◆ What you will do:
1 – Name every person the blog post mentions by name.
2 – In the blog post, write out the passage between "Anyone who has" and "greatest military power.", inclusive, swapping "Hitler" for "the dictator".
3 – Carry the blog post on neo-Nazism and the SPLC forward past its final sentence.

The Other McCain

"One should either write ruthlessly what one believes to be the truth, or else shut up." — Arthur Koestler

It Can’t Happen Here

Posted on | March 6, 2023 | 1 Comment

In a post about the new Netflix series Web of Make Believe: Death, Lies, and the Internet, Jeff Goldstein points out the essential difference between neo-Nazism and American conservatism, namely that conservatism has always emphasized individual liberty. Indeed, it might be said that the charter of conservatism can be found in the Constitution, where the Founders declare their intent to “secure the Blessings of Liberty to ourselves and our Posterity.” This is part of the reason why the conflation of conservatism with Nazism has always been false, the other reason — and this is not a trivial distinction — being that America is not Germany in the aftermath of World War I.

Anyone who has seriously studied the rise of the Third Reich has to understand this. The conditions that existed in Germany in the 1920s and ’30s were sui generis, a particular set of historical circumstances that never existed anywhere else at any other time. This is why neo-Nazism is always doomed to failure. The Hitler wannabees are wrong to believe they can replicate in America (or anywhere else) the astonishing events by which Hitler went from being a fringe figure to being the all-powerful leader of what was, in 1939, the world’s greatest military power.

Neo-Nazis are fools and, however dangerous their folly may be — no matter how many acts of criminal terrorism they may commit — there is no real possibility that they will organize a “Fourth Reich.”

Once you realize this, you recognize that left-wing rhetoric warning about the danger posed by the “far right” is as deluded as the hateful nonsense spewed by Jew-hating kooks. The lucrative hustle of the SPLC, sniffing out allegedly dangerous “extremism” everywhere, depends on the fallacy that such extremists are (or could be) the harbingers of a future genocidal dictatorship in America: “It could happen here!”

Well, actually, no it can’t if, by “it,” you mean Nazi Germany.

Some people seem unable to deal with more than one thought at the same time, and thus cannot reconcile two realities: (a) there are dangerous “far right” kooks in America, but (b) they’re not going to take over the country. The incessant fear-mongering of the SPLC — a scam, a hustle, a racket — is wildly out of proportion to the size of the actual threat posed by neo-Nazis and their ilk. As I recently pointed out, the Anti-Defamation League’s most recent report on extremist violence found that the number of deaths from such incidents has declined sharply, from 78 in 2016 to 25 in 2022. In a nation where there are more than 22,000 homicides annually, the “extremist” threat is a statistical blip.

The way the SPLC and other such “hate” hustlers are able to keep up the scare is by expanding their purview to include as threats various groups and individuals who have never advocated or engaged in violent activity. Go ask the Family Research Council where this tactic can lead — Floyd Lee Corkins showed up with a pistol at FRC headquarters after the SPLC named them as a “hate group” for their opposition to same-sex marriage.

◆ Provided material:
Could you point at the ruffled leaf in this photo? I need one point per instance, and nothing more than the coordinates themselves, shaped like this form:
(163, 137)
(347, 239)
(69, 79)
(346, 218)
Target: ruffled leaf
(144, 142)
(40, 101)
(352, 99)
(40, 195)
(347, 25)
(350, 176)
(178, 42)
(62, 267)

---

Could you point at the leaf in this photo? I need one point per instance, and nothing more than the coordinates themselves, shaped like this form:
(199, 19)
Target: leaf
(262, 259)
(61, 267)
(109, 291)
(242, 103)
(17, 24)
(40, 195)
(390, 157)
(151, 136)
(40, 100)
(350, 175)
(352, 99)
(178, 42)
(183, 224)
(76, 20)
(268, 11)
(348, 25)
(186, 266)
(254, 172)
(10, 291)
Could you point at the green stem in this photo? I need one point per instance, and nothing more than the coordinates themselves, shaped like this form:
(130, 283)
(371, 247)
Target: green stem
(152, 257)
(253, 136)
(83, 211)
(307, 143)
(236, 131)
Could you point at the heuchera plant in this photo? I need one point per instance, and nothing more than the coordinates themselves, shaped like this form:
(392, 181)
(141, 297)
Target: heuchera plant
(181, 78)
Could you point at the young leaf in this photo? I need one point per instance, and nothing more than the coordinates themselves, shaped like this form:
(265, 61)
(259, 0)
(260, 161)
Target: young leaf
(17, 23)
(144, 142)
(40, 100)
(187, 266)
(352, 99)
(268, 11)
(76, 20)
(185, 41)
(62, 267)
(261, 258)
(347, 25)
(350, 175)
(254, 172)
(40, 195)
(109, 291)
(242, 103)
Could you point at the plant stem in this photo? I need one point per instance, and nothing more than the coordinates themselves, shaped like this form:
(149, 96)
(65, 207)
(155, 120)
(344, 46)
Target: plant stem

--

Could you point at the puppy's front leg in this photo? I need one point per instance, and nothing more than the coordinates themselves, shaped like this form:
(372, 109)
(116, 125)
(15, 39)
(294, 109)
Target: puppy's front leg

◆ Set of answers:
1 – Arthur Koestler, Jeff Goldstein, Hitler, Floyd Lee Corkins

2 –
Anyone who has seriously studied the rise of the Third Reich has to understand this. The conditions that existed in Germany in the 1920s and ’30s were sui generis, a particular set of historical circumstances that never existed anywhere else at any other time. This is why neo-Nazism is always doomed to failure. The the dictator wannabees are wrong to believe they can replicate in America (or anywhere else) the astonishing events by which the dictator went from being a fringe figure to being the all-powerful leader of what was, in 1939, the world’s greatest military power.

3 –
To repeat: Some people can’t handle two thoughts simultaneously. People may advocate viewpoints that we disagree with — viewpoints which may, in some sense, be characterized as “hate” — without representing a threat of terroristic violence. This important distinction is frequently lost in discussions of “hate,” where it is used as a pretext for “deplatforming” people whose only crime is expressing opinions that offend liberals. There was never any reason to blame FRC for violence against homosexuals (or anyone else) but, in labeling them a “hate group,” the SPLC made this conservative 501(c)3 the target of actual violence by a deranged gay man. This business of conflating conservatism with “hate” is not accidental, of course. The SPLC did not make an innocent error; they are a partisan political organization, founded by a Democrat fundraiser, and dedicated to silencing opposition to the Democratic Party and its policy agenda. Every honest and intelligent person knows this.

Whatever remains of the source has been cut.